---------- Source extract ----------

Jay Springsteen is considered one of the best AMA Grand National flat-track racers of all time. Bursting onto the scene and earning the AMA Rookie of the Year Award in 1975, Springsteen won three consecutive AMA Grand National Championships starting in 1976. In 1982 he became the first rider to reach 30 wins in AMA Grand National competition. "Springer," as his faithful fans call him, compiled the longest racing career in AMA Grand National history, spanning from his 1975 rookie season to 2003, when he announced his retirement from full-time competition. Springsteen was a factory rider with Harley-Davidson for much of his career and was perhaps the racer most closely associated with the American brand from the 1970s through the 2000s. In all he raced in a record 398 AMA nationals, winning a total of 43. Over the years Springsteen became the most beloved rider in the series and nearly always received standing ovations during introductions prior to races.
Springsteen was born in Flint, Michigan, on April 15, 1957. His parents both worked in the auto industry and Springsteen’s father was an amateur motorcycle racer. The middle of three brothers, Jay began riding motorcycles when he was nine and started racing soon after.
"I started out on a little Harley-Davidson minibike, riding around in circles in my front yard. I guess not a lot changed during my career,” Springsteen jokes.
Soon, the impromptu races between Jay and his older brother, Ken, moved to a large lot in a neighbor’s backyard, and young Jay quickly developed his riding skills. Early on, Springsteen competed in local scrambles races with good success. But soon he followed in the rich tradition of Michigan flat-trackers such as Corky Keener and Bart Markel, a friend of Springsteen’s father and one of Jay’s early heroes. Springsteen’s older brother had good success regionally before he retired from racing, and younger brother, Chuck, became a multi-time national ice racing champion.

---------- Dataset records ----------

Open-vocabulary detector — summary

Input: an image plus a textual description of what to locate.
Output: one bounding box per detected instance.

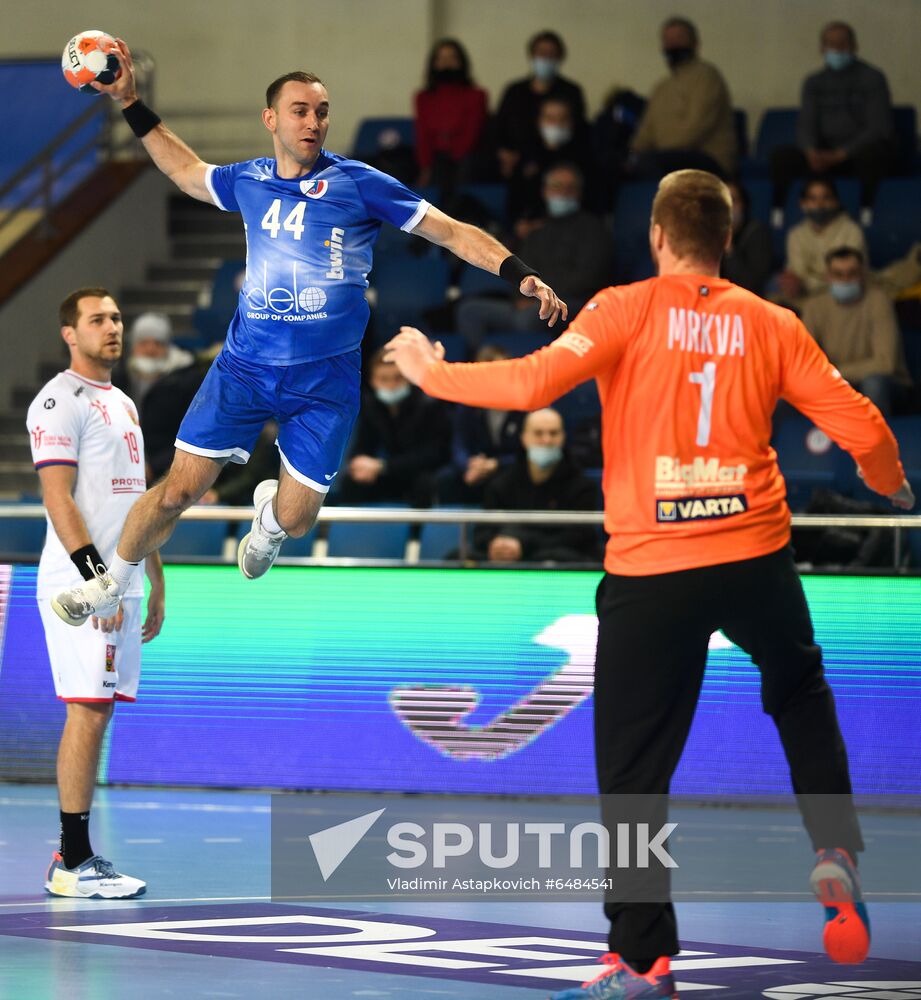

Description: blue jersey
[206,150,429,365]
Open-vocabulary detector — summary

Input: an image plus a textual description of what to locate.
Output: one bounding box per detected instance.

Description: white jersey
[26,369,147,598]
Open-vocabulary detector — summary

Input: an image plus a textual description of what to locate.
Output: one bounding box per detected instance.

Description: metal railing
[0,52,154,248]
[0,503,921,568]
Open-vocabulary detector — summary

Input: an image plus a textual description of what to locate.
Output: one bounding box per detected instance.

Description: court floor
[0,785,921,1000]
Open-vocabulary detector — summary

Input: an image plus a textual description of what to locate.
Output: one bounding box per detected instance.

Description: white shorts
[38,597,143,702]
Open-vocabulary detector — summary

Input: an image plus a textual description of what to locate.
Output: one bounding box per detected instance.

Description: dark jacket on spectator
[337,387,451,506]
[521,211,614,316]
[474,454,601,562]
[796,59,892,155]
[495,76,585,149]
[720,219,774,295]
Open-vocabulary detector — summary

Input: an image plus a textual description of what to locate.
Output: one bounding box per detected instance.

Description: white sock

----------

■ Stated problem A ■
Summarize the Jay Springsteen biography in two sentences.
■ Stated problem B ■
According to the Jay Springsteen biography, in what year did he become the first rider to reach 30 wins in AMA Grand National competition?
■ Stated problem C ■
Pick up the Jay Springsteen biography after its last sentence and keep it going.
The records have no connection to the Jay Springsteen biography.

■ Output A ■
Jay Springsteen, the 1975 AMA Rookie of the Year, won three consecutive AMA Grand National Championships starting in 1976, raced in a record 398 AMA nationals with 43 wins, and had the longest career in AMA Grand National history, much of it as a Harley-Davidson factory rider. Born in Flint, Michigan, in 1957, he began riding motorcycles at nine, raced against his older brother Ken, and followed Michigan flat-trackers such as Corky Keener and Bart Markel.

■ Output B ■
1982

■ Output C ■
By his mid-teens, Springsteen had already gained a reputation as one of the country’s best up-and-coming young riders. He was the AMA’s top amateur in 1974 and was making a living from racing by the time he was 17, riding with sponsorship from a T-shirt company called Vista Sheen. By 1975 Springsteen moved up to the premier AMA Grand National Championship. His rookie season was one of the most memorable in the history of the series. He earned six podium finishes, including victories on the half-miles in Louisville, Kentucky, and Harrington, Delaware. He finished a very strong third in the championship and was named AMA Rookie of the Year.
Springsteen vividly remembers his first AMA Grand National victory at Louisville Downs.
"Corky Keener had won it the year before riding up high in the cushion," Springer remembers. "I decided to ride the cushion that night and by the final there was just a small cushion way up by the hay bales. Everyone else rode low on the groove and somehow I found a way to make it work up high, clipping the bales in the corners and just sort of ran away with it."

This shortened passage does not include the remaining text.